◆ **Written exercise**
Change "framed photograph" to "framed print" in the listing below and reproduce all its lines with nothing else altered. Leave the pictures out.

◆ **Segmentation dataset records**

--*--

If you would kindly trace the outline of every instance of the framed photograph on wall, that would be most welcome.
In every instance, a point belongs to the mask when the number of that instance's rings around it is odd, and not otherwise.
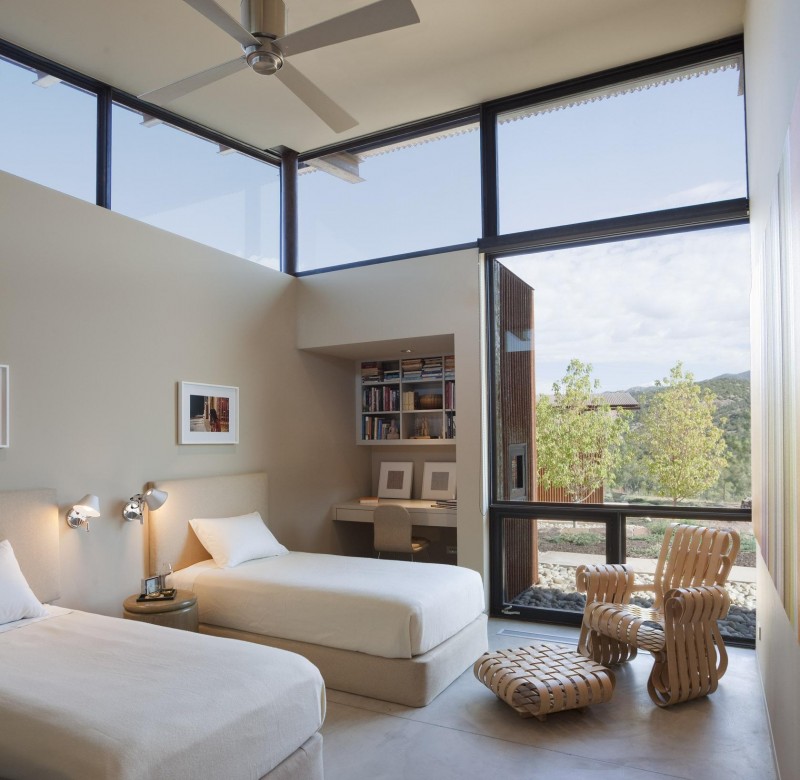
[[[450,501],[456,497],[456,464],[425,463],[422,472],[422,498]]]
[[[239,441],[239,388],[180,382],[178,442],[236,444]]]
[[[411,498],[411,481],[414,475],[412,462],[381,463],[378,480],[378,498]]]
[[[8,447],[8,366],[0,366],[0,447]]]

--*--

◆ **Solution to the exercise**
If you would kindly trace the outline of every instance of the framed print on wall, that would be most welcome.
In every instance, a point belongs to the mask when the number of that instance's rings around it is odd, and not otherwise.
[[[450,501],[456,497],[456,464],[425,463],[422,472],[422,498]]]
[[[239,441],[239,388],[180,382],[178,442],[236,444]]]
[[[411,498],[411,481],[414,475],[412,462],[381,463],[378,480],[378,498]]]
[[[8,447],[8,366],[0,366],[0,447]]]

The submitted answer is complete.